* [EXERCISE DETAILS]:
Repeat the lines below exactly as written, please, from the line with "rear door window" to the line with "the white balloon", both lines included, and no others.

[Records from a dataset]
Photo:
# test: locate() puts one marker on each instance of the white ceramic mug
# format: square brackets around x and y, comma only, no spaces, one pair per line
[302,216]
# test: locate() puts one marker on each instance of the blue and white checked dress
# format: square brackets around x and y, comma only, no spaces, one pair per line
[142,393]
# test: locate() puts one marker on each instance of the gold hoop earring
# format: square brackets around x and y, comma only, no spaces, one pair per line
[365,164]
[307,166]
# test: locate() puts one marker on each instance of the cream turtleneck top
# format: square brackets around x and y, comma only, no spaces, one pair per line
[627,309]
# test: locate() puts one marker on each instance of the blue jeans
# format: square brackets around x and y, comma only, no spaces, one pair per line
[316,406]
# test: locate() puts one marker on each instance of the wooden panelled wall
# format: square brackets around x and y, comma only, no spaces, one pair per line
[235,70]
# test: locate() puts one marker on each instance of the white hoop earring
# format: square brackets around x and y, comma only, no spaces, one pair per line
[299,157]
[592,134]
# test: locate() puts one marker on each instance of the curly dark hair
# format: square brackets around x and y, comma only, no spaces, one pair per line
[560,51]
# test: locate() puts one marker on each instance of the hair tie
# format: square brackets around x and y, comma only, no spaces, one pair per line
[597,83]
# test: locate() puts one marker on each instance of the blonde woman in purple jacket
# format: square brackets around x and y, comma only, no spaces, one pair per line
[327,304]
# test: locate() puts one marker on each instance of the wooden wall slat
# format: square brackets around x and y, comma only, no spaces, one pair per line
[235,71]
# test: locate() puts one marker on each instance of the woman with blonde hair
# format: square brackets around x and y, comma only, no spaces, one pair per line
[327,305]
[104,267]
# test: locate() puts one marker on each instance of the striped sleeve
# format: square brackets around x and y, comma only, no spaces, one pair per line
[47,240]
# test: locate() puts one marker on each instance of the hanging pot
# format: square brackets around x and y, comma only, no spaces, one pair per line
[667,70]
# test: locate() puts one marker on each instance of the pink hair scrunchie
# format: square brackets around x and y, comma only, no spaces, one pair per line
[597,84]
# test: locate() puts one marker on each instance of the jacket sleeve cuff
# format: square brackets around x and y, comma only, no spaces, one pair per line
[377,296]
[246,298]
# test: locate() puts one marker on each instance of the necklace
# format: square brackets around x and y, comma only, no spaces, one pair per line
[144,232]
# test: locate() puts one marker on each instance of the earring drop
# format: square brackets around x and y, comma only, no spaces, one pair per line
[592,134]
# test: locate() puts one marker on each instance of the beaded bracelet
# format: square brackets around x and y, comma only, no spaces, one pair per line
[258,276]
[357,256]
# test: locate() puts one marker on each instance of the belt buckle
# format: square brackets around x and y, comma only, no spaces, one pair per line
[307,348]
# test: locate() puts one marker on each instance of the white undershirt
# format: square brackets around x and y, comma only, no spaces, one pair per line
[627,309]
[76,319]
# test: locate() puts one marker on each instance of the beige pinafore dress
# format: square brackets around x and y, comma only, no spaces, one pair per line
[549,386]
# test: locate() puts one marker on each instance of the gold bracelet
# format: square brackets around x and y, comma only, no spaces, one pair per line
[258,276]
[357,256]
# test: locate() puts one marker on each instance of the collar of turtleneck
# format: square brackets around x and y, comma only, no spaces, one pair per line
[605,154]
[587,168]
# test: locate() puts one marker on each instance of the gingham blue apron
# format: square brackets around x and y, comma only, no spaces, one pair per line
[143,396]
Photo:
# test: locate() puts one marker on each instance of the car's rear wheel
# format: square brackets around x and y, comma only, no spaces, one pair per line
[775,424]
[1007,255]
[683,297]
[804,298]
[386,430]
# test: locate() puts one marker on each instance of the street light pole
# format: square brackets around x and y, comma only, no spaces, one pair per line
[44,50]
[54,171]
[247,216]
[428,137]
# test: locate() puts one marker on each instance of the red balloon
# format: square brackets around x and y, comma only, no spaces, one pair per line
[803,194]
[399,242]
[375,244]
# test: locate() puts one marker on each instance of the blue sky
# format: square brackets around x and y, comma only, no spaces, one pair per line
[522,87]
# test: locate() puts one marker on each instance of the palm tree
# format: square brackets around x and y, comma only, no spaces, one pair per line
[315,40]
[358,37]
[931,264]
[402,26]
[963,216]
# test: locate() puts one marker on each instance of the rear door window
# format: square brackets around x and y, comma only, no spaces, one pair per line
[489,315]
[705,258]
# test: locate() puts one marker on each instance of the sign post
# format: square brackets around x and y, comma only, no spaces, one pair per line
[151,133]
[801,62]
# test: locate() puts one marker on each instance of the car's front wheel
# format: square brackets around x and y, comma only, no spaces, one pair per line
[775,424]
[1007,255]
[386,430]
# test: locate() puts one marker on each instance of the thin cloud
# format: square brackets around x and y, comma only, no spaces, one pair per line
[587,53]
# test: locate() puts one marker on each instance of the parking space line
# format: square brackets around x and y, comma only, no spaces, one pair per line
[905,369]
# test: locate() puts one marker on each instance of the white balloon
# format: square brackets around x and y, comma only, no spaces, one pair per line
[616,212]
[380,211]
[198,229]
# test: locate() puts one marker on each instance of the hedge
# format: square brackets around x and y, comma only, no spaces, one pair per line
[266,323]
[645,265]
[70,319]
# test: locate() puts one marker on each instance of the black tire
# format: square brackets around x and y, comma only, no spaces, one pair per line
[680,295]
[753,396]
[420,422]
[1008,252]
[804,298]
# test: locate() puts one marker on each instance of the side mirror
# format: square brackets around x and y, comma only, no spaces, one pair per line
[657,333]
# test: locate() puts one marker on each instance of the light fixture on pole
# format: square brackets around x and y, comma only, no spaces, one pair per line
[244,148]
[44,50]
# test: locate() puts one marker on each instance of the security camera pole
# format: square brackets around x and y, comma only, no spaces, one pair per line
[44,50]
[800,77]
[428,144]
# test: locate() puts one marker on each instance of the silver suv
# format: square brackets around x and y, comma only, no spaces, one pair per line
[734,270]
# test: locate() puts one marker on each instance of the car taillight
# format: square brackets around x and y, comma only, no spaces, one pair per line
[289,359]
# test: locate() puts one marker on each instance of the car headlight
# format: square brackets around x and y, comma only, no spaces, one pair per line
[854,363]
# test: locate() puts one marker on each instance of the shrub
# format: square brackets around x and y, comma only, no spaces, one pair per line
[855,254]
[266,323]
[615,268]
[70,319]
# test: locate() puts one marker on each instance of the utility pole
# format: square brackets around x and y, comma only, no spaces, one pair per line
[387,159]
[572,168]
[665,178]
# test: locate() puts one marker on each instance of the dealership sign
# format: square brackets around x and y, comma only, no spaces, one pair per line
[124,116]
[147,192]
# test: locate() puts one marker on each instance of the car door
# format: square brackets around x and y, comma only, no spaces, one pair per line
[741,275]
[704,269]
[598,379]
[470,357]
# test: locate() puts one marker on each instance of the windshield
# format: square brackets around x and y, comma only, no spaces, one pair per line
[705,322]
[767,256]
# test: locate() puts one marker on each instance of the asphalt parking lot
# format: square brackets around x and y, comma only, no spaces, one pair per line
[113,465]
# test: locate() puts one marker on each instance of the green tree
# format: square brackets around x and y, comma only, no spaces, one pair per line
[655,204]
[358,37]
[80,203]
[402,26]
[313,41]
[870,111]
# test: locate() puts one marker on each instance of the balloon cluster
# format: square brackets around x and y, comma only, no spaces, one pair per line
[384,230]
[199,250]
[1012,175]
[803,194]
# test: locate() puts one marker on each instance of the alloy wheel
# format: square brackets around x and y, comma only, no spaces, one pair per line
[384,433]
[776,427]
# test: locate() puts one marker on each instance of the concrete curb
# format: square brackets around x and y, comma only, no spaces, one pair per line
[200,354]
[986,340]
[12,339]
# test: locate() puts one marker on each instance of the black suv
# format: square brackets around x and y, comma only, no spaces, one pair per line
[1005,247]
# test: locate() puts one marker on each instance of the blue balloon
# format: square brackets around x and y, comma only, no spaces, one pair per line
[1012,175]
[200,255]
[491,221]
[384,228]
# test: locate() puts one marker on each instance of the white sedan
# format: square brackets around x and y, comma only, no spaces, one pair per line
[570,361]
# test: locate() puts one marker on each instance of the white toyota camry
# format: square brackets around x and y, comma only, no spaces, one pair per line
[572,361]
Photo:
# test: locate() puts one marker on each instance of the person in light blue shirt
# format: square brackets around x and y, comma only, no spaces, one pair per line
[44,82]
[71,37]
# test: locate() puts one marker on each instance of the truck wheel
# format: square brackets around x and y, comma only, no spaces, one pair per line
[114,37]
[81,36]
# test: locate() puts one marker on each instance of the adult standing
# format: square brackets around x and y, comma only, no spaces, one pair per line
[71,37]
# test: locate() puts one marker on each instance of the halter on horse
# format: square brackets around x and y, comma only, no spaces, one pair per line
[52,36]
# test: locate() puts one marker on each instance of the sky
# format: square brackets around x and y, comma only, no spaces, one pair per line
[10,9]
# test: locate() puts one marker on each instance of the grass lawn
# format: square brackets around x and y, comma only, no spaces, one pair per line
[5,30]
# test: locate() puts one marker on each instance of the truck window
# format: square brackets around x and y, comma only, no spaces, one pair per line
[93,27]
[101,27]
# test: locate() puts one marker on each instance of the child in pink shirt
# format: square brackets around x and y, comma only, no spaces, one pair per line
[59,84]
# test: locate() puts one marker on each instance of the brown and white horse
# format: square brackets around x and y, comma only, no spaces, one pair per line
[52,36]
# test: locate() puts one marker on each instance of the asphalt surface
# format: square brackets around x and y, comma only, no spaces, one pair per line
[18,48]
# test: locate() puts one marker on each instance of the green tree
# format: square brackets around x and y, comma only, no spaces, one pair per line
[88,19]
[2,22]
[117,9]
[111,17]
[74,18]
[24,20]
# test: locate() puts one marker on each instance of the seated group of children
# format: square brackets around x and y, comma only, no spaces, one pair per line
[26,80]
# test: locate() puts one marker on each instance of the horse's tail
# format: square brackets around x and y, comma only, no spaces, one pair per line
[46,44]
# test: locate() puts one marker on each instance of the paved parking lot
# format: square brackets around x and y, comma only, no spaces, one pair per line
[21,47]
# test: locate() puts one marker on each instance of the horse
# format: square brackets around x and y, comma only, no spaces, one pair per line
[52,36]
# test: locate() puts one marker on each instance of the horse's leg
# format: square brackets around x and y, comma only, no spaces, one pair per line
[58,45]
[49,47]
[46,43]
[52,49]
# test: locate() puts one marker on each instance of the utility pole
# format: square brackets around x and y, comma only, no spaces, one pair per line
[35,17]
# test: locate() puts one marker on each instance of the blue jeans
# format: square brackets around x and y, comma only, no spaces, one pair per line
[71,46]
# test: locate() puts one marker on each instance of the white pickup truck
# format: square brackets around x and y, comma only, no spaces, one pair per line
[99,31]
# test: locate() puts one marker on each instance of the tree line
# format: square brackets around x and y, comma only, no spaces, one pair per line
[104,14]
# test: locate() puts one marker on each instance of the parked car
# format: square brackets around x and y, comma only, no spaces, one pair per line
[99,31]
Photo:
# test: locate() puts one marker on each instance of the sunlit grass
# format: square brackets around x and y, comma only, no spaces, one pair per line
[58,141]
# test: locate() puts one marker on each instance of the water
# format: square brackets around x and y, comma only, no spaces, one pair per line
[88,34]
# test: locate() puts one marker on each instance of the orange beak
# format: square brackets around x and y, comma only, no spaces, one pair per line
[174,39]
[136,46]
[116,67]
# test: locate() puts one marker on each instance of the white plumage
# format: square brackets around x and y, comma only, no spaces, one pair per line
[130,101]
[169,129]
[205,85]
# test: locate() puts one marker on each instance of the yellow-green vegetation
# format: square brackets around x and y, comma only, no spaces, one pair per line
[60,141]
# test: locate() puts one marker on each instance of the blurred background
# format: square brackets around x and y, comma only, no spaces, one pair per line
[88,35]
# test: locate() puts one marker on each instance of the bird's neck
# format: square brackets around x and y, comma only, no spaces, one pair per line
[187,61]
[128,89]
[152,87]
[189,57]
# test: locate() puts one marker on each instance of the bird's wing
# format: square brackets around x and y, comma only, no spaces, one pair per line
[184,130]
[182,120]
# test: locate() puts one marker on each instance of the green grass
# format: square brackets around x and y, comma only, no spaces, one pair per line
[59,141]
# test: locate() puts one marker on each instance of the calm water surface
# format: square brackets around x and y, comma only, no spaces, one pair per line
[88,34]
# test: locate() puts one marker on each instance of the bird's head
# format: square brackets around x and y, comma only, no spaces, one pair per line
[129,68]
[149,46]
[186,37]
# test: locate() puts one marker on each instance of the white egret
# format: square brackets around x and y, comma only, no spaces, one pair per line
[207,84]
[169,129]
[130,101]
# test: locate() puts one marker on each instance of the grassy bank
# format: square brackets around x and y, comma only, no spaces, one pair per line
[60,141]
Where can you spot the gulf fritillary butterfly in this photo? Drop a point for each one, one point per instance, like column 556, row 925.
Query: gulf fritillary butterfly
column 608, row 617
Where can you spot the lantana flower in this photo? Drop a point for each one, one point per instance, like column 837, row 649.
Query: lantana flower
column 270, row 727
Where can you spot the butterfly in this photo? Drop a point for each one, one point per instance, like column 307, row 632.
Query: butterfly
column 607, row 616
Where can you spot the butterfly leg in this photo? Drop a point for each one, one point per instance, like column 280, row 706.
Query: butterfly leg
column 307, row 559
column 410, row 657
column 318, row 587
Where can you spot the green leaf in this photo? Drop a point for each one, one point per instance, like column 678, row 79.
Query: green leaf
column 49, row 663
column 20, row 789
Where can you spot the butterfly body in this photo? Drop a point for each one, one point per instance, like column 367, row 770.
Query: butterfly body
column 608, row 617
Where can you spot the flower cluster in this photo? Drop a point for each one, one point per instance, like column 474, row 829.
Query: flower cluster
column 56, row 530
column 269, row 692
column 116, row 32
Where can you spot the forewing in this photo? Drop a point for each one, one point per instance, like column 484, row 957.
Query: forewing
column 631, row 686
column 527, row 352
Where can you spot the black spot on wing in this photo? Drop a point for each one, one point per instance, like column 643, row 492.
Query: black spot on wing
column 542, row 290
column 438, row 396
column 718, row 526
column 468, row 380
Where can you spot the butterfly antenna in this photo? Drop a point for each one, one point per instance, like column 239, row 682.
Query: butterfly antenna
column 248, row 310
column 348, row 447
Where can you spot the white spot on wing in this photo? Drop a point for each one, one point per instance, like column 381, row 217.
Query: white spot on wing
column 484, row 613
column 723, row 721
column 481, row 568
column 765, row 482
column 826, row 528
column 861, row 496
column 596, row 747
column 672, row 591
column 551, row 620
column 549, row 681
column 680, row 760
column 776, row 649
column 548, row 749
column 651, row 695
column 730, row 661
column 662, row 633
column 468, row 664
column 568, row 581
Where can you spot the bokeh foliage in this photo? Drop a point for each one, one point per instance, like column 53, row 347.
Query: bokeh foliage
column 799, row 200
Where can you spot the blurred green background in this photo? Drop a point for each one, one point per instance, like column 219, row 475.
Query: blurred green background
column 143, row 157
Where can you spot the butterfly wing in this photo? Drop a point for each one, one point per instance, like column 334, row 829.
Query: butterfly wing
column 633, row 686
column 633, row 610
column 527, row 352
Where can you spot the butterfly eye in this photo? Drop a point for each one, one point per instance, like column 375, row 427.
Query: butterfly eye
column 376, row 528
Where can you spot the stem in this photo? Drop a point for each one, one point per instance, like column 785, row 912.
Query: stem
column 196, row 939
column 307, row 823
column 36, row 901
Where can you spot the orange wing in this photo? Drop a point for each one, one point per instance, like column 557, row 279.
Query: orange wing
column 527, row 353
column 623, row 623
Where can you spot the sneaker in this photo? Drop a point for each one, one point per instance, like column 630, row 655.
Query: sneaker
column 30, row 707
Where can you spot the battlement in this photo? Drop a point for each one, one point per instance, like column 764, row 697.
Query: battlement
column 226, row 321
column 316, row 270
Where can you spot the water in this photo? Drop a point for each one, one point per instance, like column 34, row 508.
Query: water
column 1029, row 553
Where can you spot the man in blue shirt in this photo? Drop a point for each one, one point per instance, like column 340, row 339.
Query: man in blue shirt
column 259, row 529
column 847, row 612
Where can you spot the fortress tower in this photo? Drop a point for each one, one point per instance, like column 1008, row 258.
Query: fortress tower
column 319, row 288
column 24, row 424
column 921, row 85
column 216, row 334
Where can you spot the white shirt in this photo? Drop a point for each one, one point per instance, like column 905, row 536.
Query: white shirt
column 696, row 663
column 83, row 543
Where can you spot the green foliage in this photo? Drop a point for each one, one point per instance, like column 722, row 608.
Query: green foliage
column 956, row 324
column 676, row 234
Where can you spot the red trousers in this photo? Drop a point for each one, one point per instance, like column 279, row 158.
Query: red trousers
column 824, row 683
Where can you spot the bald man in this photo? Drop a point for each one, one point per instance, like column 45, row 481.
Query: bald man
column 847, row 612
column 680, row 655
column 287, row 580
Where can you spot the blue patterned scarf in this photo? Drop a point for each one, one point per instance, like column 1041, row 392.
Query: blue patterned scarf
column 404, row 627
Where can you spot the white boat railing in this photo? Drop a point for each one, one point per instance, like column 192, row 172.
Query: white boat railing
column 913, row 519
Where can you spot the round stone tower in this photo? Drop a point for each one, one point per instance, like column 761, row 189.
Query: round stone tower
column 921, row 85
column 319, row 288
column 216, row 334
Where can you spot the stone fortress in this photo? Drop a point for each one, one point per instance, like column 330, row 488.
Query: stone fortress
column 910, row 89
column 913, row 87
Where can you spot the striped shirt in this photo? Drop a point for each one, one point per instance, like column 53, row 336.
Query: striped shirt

* [ANSWER FOR THE TASK]:
# test: locate() puts one marker on each instance of the rear door window
# format: square brackets around x and y, comma only, no spaces, one pair per line
[489,315]
[705,258]
# test: locate() puts one marker on each instance of the sign post
# format: square brackets around x and y, comma only, no spaces, one pair per line
[151,133]
[801,62]
# test: locate() puts one marker on each instance of the car's front wheel
# format: square brackets around x and y, comma only, no spaces, one pair per line
[775,424]
[1007,255]
[386,430]
# test: locate() puts one marker on each instance of the thin cloud
# format: square brackets around x and y, comma only, no spaces, one pair per line
[587,53]
# test: locate() puts one marker on each instance of the parking space line
# format: square brackets around x and y, comma only, no spaces, one pair per line
[905,369]
# test: locate() puts one marker on each instance of the white balloon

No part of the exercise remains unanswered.